**DATA FOR THIS EXERCISE**
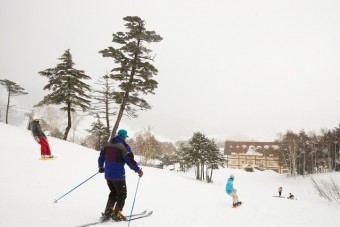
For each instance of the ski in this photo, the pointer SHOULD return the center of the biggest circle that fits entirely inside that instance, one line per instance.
(129, 217)
(137, 214)
(275, 196)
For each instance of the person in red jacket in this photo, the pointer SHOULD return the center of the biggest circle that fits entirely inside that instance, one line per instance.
(41, 138)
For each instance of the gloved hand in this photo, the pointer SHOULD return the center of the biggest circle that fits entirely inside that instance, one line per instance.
(140, 172)
(36, 139)
(101, 169)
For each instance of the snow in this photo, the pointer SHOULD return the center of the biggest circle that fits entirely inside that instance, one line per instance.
(30, 186)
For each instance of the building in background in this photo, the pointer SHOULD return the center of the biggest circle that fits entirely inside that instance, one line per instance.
(254, 155)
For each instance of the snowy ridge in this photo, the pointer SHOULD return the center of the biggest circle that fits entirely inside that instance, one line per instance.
(29, 188)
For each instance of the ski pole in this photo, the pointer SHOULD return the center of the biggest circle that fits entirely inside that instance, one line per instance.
(134, 199)
(56, 200)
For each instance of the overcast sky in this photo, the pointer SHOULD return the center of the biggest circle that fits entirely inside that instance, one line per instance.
(232, 69)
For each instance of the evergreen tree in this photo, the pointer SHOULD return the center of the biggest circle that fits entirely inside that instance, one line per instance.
(214, 160)
(134, 72)
(203, 154)
(103, 105)
(13, 89)
(67, 88)
(98, 134)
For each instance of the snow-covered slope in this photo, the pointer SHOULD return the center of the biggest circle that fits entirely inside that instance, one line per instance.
(29, 187)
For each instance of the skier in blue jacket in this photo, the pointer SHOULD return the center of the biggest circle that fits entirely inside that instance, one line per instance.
(112, 159)
(230, 190)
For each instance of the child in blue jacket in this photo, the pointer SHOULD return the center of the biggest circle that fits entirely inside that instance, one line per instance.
(230, 190)
(111, 161)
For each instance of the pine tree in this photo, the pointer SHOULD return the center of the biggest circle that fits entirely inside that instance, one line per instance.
(13, 89)
(103, 101)
(203, 154)
(98, 134)
(134, 72)
(67, 88)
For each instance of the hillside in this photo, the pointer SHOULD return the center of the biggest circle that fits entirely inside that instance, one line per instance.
(30, 186)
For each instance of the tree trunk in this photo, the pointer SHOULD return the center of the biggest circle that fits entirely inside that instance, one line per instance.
(68, 121)
(7, 108)
(126, 95)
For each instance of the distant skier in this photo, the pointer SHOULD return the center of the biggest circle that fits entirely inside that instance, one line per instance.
(111, 160)
(41, 138)
(291, 196)
(280, 191)
(230, 190)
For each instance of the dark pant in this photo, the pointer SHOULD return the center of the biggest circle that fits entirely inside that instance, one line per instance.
(117, 196)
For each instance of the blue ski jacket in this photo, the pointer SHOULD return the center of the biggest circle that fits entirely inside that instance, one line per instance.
(229, 188)
(114, 155)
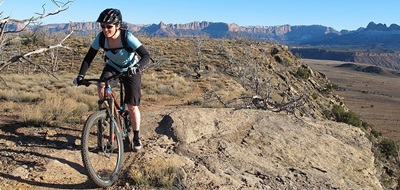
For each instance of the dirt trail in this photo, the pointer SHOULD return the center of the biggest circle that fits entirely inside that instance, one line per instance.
(212, 148)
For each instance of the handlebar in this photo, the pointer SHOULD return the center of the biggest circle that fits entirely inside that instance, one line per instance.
(88, 82)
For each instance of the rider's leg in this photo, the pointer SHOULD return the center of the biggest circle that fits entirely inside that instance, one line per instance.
(132, 98)
(134, 113)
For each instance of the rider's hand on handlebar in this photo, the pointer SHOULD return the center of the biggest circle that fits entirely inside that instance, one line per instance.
(134, 70)
(78, 80)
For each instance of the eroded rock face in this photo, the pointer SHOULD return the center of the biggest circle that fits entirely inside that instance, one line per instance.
(233, 149)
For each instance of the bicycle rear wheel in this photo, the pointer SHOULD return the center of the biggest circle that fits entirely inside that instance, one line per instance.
(102, 156)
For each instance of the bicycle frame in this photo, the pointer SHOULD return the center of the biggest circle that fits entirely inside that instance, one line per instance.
(114, 107)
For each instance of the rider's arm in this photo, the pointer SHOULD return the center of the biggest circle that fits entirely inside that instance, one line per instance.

**REQUIREMENTS**
Repeat all of the entries word for word, but omit the pictures.

**WRITTEN RESPONSE**
For each instance of the ski in this photo, the pointer SHOULD return the center of the biggest circle that fits entirely inside that instance, one line per instance.
(129, 217)
(137, 214)
(275, 196)
For each instance of the person in red jacket in this photo, the pointer SHOULD return the center of the biggest circle that fits entirely inside that instance, one line per instance.
(41, 138)
For each instance of the gloved hand in this photo, the pointer SHOULD return the center of the biggest circle that fits entirely inside that instance, one line per instance.
(140, 172)
(36, 139)
(101, 169)
For each instance of the snow in this photo, the pointer SHOULD return the center of the biggest circle that fits entirely inside that instance, one line per instance.
(30, 186)
For each instance of the building in background in this photo, the pointer SHOULD return the center of the biggest circle that fits entirely inside that instance, one line per instance.
(254, 155)
For each instance of the snowy ridge in this photo, the pointer SHOULD return the center of the biggest circle that fits entirely inside that instance, one line per instance.
(29, 188)
For each instance of the ski pole in this photo, the pointer SHOULD return the center of the biggest circle that fits entirely inside that instance, one line per instance.
(134, 199)
(56, 200)
For each instance of the overcast sky in this photo, the pointer SHOULD return the center of the biggest circle that fits entirely inside that instance, one line per instance.
(232, 69)
For each instance of the evergreen tree in this photo, the pointer SHOULD return the center of the biggest circle that fits entirely inside that instance, one line per instance.
(214, 160)
(134, 72)
(203, 154)
(103, 105)
(13, 89)
(67, 88)
(98, 134)
For each instance of the snow-covered slope in this photo, the pointer SHOULD return the center of the biggest circle that fits entirely inside that instance, one line per instance.
(29, 187)
For each instance of the skier in blue jacket in this photo, the pointer SHOULD return the center of the biggest circle that fits entirely inside that instance, one line per instance.
(112, 159)
(230, 190)
For each instance of the child in blue jacket in this photo, the pointer SHOULD return the center of the biggest circle that fits entirely inside that instance, one line per instance.
(230, 190)
(111, 161)
For each instance of the pine tree in this photo, the pointer SHOULD return the center of the biggest circle that fits entirely inside that instance, one line per instance.
(13, 89)
(103, 101)
(203, 154)
(98, 134)
(134, 72)
(67, 88)
For each instance of the hillside in this photo, the pointer SHOULD return the center of the biggest circle that fits entirely inside that instance, one line per instance.
(30, 186)
For each instance of the tree trunk in this photo, the pointer SHOULD return the center of the biggest circle that fits entirely inside that instance, one line per instance.
(68, 121)
(7, 108)
(126, 95)
For each instance of the distant skier in this photo, the pointer SHOULD return the center of the biggest circle that fits entirely inside that instance, one line per instance.
(111, 160)
(41, 138)
(291, 196)
(280, 191)
(230, 190)
For each instance of the dark pant in this photo, the pointer SHOULD return the center of the biggest circle that fits entirely inside that instance, one line per instance.
(117, 196)
For each instance of the blue ski jacket in this photo, the pointer SHOULD return the center of the biggest circle that fits entirely inside that instance, one line per instance.
(229, 188)
(114, 155)
For each instance of the dirt trail in this photo, the pointer SHOULD return the center of the biggest circle that fits entirely inside that instance, one line per instance.
(212, 148)
For each instance of the handlebar in this photo, the pointer SHOULD return the center of the biggest circle that fits entirely inside that instance, one line per instance.
(88, 82)
For each instance of the rider's leg in this photo, the pointer SHOULD return the center of the biggest circle that fits entirely inside that instance, one line per instance.
(132, 98)
(134, 113)
For each instance of the rider's hand on handlebar in this photo, the pointer SHOULD return the center of the biggest circle that fits entirely inside that instance, one line per instance.
(134, 70)
(78, 80)
For each instance of the eroded rock face in this photo, the pointer SHOULD return the center of the biggest circle that fits entirely inside that instance, one line per instance.
(233, 149)
For each instance of the bicycle rear wheel in this photo, the pointer SHOULD return the center of the biggest circle that fits entirely inside that instance, one line per instance.
(102, 156)
For each instance of the bicycle frame in this photo, the pointer SHOULD return the center of the biggest circle that fits entirely inside that instance, one line per instance.
(114, 107)
For each instance of the rider's arm in this photo, the pointer SHOULD return the center of the biggest circle that fits entirely inside that instance, one line per instance.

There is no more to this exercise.